* _Supplied passage_:
Much like I used to with green apple slices, as a child I would coat my grapefruit halves with white sugar to make the bitterness more appealing. My sister asked me recently for a grapefruit half with sugar on, and I could only liken the gritty feeling between soft, juicy flesh, to the horror of having sand in your sandwiches. I don’t know when exactly I lost this childhood joy of adding sugar to fruit, but the sensible grown-up in me cannot think of anything worse than ruining something healthy with a tablespoon heaped with sugar.
A grapefruit, in my opinion, needs nothing more than the skin that houses it; a self-serving bowl. Every morning when I split open the grapefruit, I weigh up which side is biggest. Cutting it straight and evenly is not an art I have mastered yet. I place my chosen half in a bowl not that much bigger than the fruit itself, then begin the meditative act of silently carving out each triangle with a serrated knife. The sun hits the surface of the breakfast bar. The birds are waking up outside. I remember to breathe. I dislodge the first segment with a teaspoon, often standing up – perhaps too excited to even take a seat before I taste it. It is the first thing that passes my lips, waking up my stomach with a zingy ‘hello, good morning.’
The best part, when my endorphins are buzzing from starting my day right, is scraping all the scraps of flesh together, folding the fruit bowl in half and slurping the juice from the fruit itself, like drinking tea from a small cup. The only thing more refreshing than that would be to eat a grapefruit straight from the tree on which it grows.

* _The data_:
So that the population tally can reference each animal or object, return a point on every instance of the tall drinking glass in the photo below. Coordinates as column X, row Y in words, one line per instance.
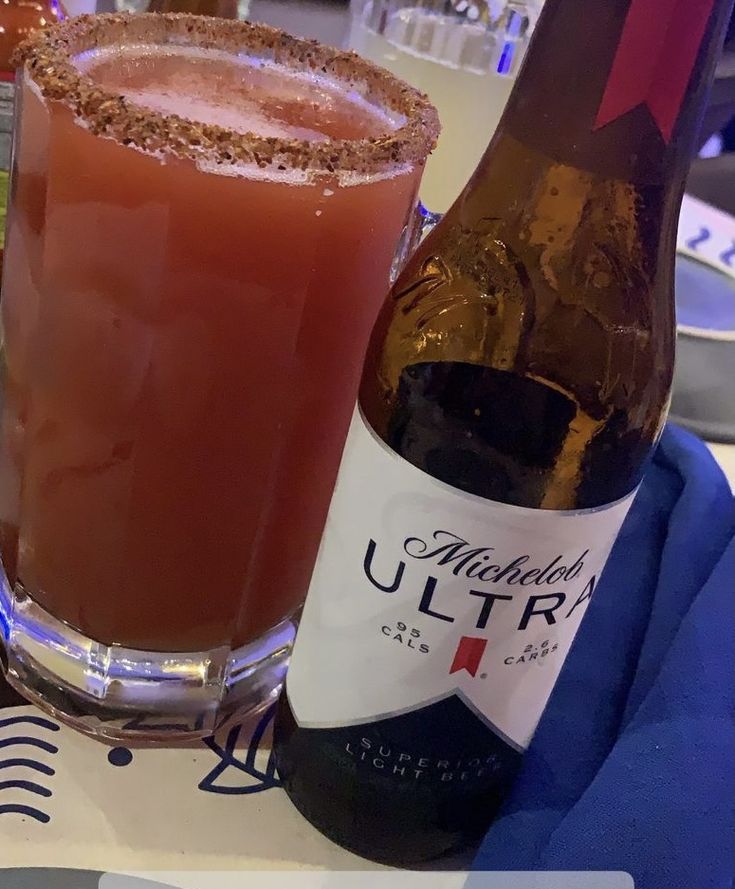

* _Exercise 1_:
In the grapefruit passage, why does the writer compare the halves each morning to see which side is bigger? Answer in one to three sentences.
* _Exercise 2_:
In the grapefruit passage, what tool does the writer use to carve out each triangle of fruit?
* _Exercise 3_:
Reproduce the part of the grapefruit passage between "Much like I" and "heaped with sugar.", inclusive.

* _Response area 1_:
The writer hasn't yet learned to cut a grapefruit straight and evenly, so the two halves come out different sizes. Each morning the writer checks which half is bigger before choosing one.

* _Response area 2_:
A serrated knife.

* _Response area 3_:
Much like I used to with green apple slices, as a child I would coat my grapefruit halves with white sugar to make the bitterness more appealing. My sister asked me recently for a grapefruit half with sugar on, and I could only liken the gritty feeling between soft, juicy flesh, to the horror of having sand in your sandwiches. I don’t know when exactly I lost this childhood joy of adding sugar to fruit, but the sensible grown-up in me cannot think of anything worse than ruining something healthy with a tablespoon heaped with sugar.